▶ Texte présenté
▼
L’année juridique 2024 a eu beau être exceptionnelle à bien des points de vue (dissolution de l’Assemblée nationale, constitutionnalisation de la liberté d’avoir recours à une interruption volontaire de grossesse, organisation des JO, etc.), elle n’a pas échappé au malheureux feuilleton désormais traditionnel de l’installation d’une crèche de Noël dans l’enceinte de la mairie de Beaucaire.

Si nos comptes sont bons, c’est, en effet, le septième jugement rendu par le tribunal administratif de Nîmes à ce sujet, auquel s’ajoutent les six arrêts des cours administratives d’appel de Marseille et de Toulouse, sans compter les recours en référés et les deux décisions de non-admission du Conseil d’État. Nul doute que les juges administratifs se passeraient bien de ce genre de cadeau de Noël qui fleure bon le recyclage. La commune de Beaucaire connaît pourtant la solution rendue classique par deux arrêts d’assemblée du Conseil d’État1 appliqués à la lettre par le tribunal administratif de Nîmes dans cette décision comme dans les précédentes.

Le tribunal administratif de Nîmes saisi d’un référé-suspension déposé par la Ligue des droits de l’homme et du citoyen (LDH) a, en effet, donné droit à cette requête et suspendu la décision par laquelle le maire de Beaucaire a décidé de l’installation d’une crèche de Noël sous l’escalier d’honneur de l’hôtel de ville et a assorti cette suspension d’une injonction de retirer la crèche sous astreinte de 1 000 euros par jour de retard. Bien que cette décision soit résolument classique, l’argumentation du juge a permet d’identifier quelques interrogations persistantes dans le cadre du contentieux administratif des crèches de Noël. En outre, ce type de décision interroge quant à l’efficacité de ses effets, ce qui n’est pas sans soulever des problèmes inquiétants pour l’État de droit.
▲
▶ À faire
**A.** Recopiez mot pour mot le passage du texte sur la crèche de Beaucaire compris entre « L’année juridique 2024 a » et « mairie de Beaucaire. », ces deux bornes incluses.
**B.** Indiquez si chacune des affirmations suivantes concorde avec le texte sur la crèche de Beaucaire, en répondant par oui ou par non et en citant exactement les mots du texte qui permettent de trancher. (i) La suspension a été assortie d'une astreinte de 1 000 euros par jour de retard. (ii) Le référé-suspension a été déposé par la commune de Beaucaire. (iii) Le Conseil d'État a rendu trois décisions de non-admission sur ce sujet.
Les lignes qui suivent n'ont aucun rapport avec le texte sur la crèche de Beaucaire.

▶ Lignes extraites
▼
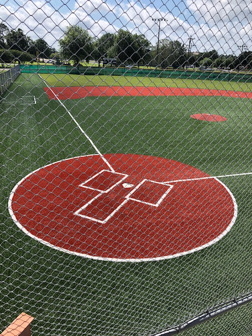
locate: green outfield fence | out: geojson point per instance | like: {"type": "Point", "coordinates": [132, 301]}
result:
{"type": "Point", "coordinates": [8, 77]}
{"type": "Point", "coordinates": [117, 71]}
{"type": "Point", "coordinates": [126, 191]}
▲
▶ Corrigé
**A.**
L’année juridique 2024 a eu beau être exceptionnelle à bien des points de vue (dissolution de l’Assemblée nationale, constitutionnalisation de la liberté d’avoir recours à une interruption volontaire de grossesse, organisation des JO, etc.), elle n’a pas échappé au malheureux feuilleton désormais traditionnel de l’installation d’une crèche de Noël dans l’enceinte de la mairie de Beaucaire.

**B.**
(i) Oui : « sous astreinte de 1 000 euros par jour de retard ».
(ii) Non : « saisi d’un référé-suspension déposé par la Ligue des droits de l’homme et du citoyen (LDH) ».
(iii) Non : « les deux décisions de non-admission du Conseil d’État ».